[Start of EXERCISE INPUTS]

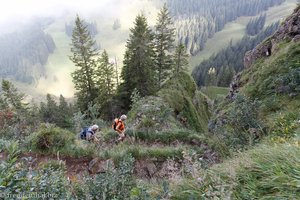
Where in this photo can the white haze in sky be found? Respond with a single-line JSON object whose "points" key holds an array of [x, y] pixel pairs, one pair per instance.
{"points": [[15, 13], [24, 9]]}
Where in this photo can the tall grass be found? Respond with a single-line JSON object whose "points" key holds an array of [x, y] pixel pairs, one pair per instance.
{"points": [[273, 174]]}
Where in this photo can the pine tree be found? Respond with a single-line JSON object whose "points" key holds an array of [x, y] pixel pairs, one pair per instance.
{"points": [[138, 65], [84, 51], [106, 83], [164, 39], [64, 114], [11, 97], [180, 60], [49, 110]]}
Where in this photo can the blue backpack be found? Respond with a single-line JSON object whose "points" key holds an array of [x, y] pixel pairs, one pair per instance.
{"points": [[83, 133]]}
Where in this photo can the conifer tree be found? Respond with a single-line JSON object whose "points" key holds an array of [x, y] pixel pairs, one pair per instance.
{"points": [[164, 39], [64, 114], [106, 83], [138, 64], [180, 60], [11, 97], [84, 51]]}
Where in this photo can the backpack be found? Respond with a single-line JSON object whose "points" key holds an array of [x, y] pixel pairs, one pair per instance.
{"points": [[83, 133], [114, 126]]}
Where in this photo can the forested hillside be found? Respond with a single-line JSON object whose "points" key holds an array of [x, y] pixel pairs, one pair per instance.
{"points": [[176, 142], [24, 53], [198, 20], [228, 61]]}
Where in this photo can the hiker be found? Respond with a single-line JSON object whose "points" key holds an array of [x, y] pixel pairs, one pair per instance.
{"points": [[119, 126], [89, 133]]}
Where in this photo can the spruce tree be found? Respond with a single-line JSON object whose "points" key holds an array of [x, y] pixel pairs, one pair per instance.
{"points": [[84, 51], [164, 39], [138, 64], [106, 83], [180, 60]]}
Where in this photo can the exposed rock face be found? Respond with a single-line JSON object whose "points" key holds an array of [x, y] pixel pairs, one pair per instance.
{"points": [[289, 30]]}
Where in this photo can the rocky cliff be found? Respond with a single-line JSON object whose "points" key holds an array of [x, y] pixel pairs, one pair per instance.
{"points": [[289, 31]]}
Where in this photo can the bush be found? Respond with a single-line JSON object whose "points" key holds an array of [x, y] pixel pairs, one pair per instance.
{"points": [[238, 125], [18, 181], [114, 184], [50, 139], [285, 127]]}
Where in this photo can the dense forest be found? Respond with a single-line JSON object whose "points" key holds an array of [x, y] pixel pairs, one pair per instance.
{"points": [[24, 53], [255, 25], [92, 27], [219, 69], [179, 142], [198, 20]]}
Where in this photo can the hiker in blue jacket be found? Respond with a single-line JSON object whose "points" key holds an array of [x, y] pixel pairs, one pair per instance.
{"points": [[89, 133]]}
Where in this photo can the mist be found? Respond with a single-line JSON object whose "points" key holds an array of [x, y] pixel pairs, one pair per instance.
{"points": [[17, 13]]}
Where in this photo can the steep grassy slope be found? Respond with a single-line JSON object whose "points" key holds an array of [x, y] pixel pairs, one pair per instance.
{"points": [[235, 31], [178, 105]]}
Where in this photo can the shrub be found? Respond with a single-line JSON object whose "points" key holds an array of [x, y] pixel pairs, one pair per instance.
{"points": [[238, 126], [50, 139], [285, 127], [114, 184], [17, 181]]}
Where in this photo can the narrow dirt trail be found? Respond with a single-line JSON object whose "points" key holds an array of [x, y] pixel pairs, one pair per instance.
{"points": [[74, 166]]}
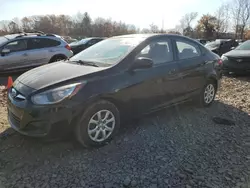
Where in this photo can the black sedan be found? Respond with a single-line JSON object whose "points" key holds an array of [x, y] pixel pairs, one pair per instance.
{"points": [[83, 44], [237, 60], [118, 78]]}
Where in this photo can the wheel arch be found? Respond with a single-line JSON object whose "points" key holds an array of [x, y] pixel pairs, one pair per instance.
{"points": [[214, 79]]}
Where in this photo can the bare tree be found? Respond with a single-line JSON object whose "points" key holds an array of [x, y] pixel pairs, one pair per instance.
{"points": [[241, 15], [222, 19], [187, 19]]}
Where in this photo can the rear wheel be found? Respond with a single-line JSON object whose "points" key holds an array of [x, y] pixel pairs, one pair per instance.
{"points": [[98, 124], [207, 94]]}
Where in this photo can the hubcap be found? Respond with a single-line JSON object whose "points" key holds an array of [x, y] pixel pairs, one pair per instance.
{"points": [[101, 125], [209, 93]]}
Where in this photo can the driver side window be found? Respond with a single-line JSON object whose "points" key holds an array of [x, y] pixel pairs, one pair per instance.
{"points": [[15, 46], [160, 51]]}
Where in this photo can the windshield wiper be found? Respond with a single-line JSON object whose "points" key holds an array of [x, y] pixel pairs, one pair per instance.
{"points": [[81, 62]]}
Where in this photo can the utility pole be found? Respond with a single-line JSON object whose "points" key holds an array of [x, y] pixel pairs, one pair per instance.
{"points": [[162, 24]]}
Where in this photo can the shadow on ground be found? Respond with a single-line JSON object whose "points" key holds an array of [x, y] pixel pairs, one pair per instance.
{"points": [[177, 147]]}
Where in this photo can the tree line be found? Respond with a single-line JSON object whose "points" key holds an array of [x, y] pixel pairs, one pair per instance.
{"points": [[231, 20]]}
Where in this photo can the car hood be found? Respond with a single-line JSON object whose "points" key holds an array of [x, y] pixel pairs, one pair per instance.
{"points": [[238, 53], [53, 73]]}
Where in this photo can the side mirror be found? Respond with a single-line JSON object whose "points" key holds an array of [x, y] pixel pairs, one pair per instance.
{"points": [[142, 63], [5, 51]]}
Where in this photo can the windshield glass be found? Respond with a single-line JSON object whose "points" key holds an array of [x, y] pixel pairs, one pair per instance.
{"points": [[109, 51], [2, 40], [83, 41], [214, 44], [244, 46]]}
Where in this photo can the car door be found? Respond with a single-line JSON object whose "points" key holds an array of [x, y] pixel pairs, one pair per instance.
{"points": [[191, 64], [148, 91], [38, 53], [17, 56]]}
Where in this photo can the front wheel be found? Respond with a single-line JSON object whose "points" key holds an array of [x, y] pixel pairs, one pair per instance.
{"points": [[207, 94], [98, 124]]}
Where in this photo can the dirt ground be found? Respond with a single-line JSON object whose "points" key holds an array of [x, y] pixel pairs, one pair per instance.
{"points": [[177, 147]]}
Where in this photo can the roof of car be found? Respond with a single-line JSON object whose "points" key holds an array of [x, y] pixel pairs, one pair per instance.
{"points": [[151, 35], [30, 35]]}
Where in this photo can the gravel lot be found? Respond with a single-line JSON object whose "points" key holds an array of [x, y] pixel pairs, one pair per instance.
{"points": [[177, 147]]}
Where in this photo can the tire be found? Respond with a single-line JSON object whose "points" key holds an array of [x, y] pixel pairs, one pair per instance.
{"points": [[57, 58], [90, 124], [207, 94]]}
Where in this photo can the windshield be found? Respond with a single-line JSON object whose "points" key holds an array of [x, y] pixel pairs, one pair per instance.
{"points": [[213, 44], [244, 46], [109, 51], [83, 41], [2, 40]]}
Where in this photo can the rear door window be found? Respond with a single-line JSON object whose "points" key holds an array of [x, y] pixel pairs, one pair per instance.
{"points": [[38, 43], [16, 46], [187, 50], [160, 51]]}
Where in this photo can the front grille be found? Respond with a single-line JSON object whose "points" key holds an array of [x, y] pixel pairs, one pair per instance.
{"points": [[14, 119]]}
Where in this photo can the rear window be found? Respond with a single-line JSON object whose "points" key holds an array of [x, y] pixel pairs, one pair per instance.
{"points": [[37, 43], [3, 40]]}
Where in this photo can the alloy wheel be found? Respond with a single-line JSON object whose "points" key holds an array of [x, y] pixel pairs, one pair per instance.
{"points": [[101, 125], [209, 93]]}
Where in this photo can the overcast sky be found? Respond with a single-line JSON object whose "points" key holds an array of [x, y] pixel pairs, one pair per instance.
{"points": [[141, 13]]}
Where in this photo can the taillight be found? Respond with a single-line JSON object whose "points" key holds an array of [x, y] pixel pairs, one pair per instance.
{"points": [[220, 62], [68, 47]]}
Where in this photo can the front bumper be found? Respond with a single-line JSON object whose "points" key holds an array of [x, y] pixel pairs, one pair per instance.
{"points": [[39, 121]]}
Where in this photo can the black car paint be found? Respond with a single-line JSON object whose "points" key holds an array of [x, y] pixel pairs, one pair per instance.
{"points": [[134, 92], [238, 61]]}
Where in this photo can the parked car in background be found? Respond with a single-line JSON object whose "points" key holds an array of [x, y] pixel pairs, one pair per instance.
{"points": [[69, 39], [202, 41], [83, 44], [237, 60], [118, 78], [28, 50], [221, 46]]}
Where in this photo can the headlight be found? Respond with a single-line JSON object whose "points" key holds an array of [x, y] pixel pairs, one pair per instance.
{"points": [[56, 95], [224, 58]]}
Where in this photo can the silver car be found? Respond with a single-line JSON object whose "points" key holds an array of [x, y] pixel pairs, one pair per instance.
{"points": [[25, 51]]}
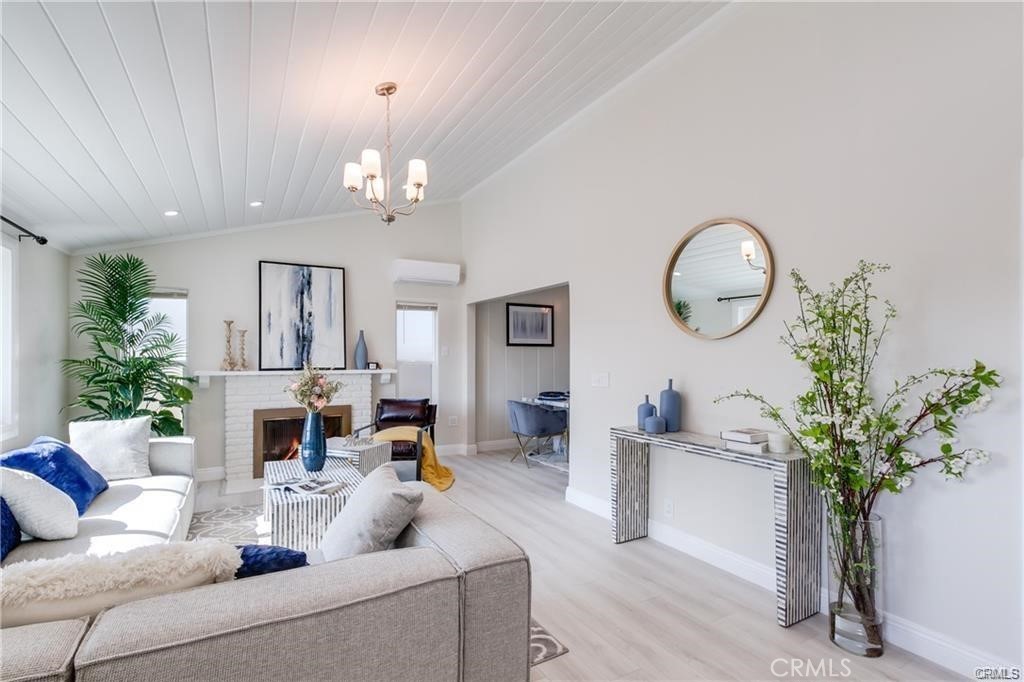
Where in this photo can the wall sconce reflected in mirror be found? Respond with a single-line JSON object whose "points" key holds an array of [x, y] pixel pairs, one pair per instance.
{"points": [[747, 250]]}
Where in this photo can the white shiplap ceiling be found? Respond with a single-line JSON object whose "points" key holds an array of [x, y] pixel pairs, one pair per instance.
{"points": [[116, 112]]}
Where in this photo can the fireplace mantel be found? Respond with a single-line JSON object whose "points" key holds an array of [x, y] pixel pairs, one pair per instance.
{"points": [[204, 376], [248, 391]]}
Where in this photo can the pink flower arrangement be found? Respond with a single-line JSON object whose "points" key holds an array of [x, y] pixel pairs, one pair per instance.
{"points": [[312, 390]]}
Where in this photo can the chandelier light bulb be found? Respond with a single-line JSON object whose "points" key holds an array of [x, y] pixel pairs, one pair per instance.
{"points": [[353, 176], [375, 189]]}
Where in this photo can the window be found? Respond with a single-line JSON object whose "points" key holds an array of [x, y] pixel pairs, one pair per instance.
{"points": [[174, 304], [8, 342], [417, 350]]}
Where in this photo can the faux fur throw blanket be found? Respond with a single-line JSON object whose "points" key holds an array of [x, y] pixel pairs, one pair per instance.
{"points": [[78, 576]]}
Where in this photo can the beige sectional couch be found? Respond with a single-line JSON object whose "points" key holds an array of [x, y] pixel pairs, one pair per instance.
{"points": [[450, 602]]}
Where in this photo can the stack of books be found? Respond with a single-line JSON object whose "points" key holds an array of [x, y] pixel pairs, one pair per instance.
{"points": [[750, 441]]}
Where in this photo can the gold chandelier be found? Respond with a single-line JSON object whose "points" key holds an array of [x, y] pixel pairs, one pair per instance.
{"points": [[379, 179]]}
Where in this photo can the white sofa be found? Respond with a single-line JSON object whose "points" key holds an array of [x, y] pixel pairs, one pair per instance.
{"points": [[132, 512]]}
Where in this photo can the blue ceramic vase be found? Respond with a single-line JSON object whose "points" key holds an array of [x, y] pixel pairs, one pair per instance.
{"points": [[671, 409], [312, 453], [644, 410], [653, 424], [360, 352]]}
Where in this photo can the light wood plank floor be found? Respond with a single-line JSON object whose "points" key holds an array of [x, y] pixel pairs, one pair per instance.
{"points": [[641, 610]]}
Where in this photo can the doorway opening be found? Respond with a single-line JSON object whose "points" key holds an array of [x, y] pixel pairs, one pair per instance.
{"points": [[522, 376]]}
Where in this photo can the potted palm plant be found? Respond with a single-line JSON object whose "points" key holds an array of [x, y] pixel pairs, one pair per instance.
{"points": [[134, 368], [861, 442]]}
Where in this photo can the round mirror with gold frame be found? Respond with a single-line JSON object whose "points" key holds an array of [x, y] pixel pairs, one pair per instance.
{"points": [[718, 279]]}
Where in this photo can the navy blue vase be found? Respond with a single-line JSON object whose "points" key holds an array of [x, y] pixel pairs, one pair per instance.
{"points": [[644, 410], [360, 352], [671, 409], [313, 449]]}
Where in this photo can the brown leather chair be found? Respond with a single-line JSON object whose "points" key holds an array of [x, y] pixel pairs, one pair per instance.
{"points": [[406, 412]]}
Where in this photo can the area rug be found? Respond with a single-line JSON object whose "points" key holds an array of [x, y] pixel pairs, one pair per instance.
{"points": [[242, 525], [245, 525], [543, 645]]}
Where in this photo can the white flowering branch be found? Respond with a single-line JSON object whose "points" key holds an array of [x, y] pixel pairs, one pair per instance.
{"points": [[856, 444]]}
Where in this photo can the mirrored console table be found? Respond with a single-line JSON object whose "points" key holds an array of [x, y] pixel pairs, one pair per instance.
{"points": [[797, 509]]}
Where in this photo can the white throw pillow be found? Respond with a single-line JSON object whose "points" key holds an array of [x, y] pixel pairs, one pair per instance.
{"points": [[42, 510], [116, 449], [380, 509], [79, 585]]}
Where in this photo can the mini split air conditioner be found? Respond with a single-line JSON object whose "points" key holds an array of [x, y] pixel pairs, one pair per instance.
{"points": [[425, 271]]}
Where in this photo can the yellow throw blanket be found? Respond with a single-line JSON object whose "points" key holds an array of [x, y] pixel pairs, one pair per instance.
{"points": [[434, 472]]}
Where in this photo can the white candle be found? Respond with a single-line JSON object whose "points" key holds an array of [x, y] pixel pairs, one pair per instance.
{"points": [[371, 163], [418, 171], [353, 176]]}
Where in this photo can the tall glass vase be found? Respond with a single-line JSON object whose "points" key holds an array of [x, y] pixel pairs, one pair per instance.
{"points": [[855, 585], [312, 453]]}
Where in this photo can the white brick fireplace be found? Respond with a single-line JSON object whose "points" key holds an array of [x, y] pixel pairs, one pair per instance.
{"points": [[247, 391]]}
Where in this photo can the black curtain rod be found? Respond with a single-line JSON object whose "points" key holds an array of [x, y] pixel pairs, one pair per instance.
{"points": [[39, 240]]}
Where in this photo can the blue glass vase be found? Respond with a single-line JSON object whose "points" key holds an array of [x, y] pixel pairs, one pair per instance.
{"points": [[312, 453], [360, 352]]}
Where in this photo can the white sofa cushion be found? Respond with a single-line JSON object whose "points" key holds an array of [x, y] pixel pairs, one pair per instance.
{"points": [[80, 585], [118, 449], [130, 513], [42, 510]]}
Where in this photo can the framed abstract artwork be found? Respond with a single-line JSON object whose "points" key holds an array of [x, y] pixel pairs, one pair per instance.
{"points": [[301, 316], [529, 325]]}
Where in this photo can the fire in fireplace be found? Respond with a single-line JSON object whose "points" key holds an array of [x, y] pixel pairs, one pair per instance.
{"points": [[278, 433]]}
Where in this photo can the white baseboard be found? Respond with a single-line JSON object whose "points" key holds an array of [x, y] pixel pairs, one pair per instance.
{"points": [[209, 473], [939, 648], [753, 571], [456, 449], [591, 503], [491, 445]]}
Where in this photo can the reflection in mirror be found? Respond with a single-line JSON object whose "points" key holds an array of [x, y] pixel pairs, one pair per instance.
{"points": [[718, 279]]}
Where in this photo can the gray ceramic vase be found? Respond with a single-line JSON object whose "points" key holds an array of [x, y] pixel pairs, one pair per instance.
{"points": [[644, 410], [672, 409]]}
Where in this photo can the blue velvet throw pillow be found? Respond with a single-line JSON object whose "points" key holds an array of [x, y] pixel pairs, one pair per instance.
{"points": [[260, 559], [10, 531], [61, 467]]}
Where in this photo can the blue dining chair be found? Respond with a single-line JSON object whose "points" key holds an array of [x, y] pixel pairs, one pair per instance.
{"points": [[529, 420]]}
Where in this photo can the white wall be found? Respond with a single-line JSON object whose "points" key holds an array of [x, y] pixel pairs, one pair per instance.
{"points": [[841, 131], [220, 273], [42, 342], [510, 373]]}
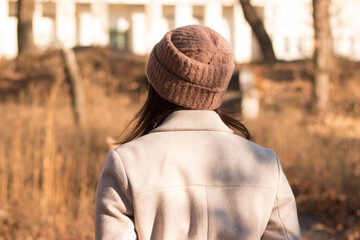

[End of EXERCISE INPUTS]

→ **EXERCISE TASK**:
Show every line of the records above that contains the word "pillow". Treat case as significant.

→ **SOLVED EXERCISE**:
Where in this photo can the white throw pillow be found? Respond with a single-line JSON object whose "points" key holds an array of [x, y] pixel pairs, one pair per instance.
Where in this photo can the blue velvet throw pillow be found? Respond with a single-line JSON object whose "points" key holds an array of [x, y] pixel pairs, one pair per instance.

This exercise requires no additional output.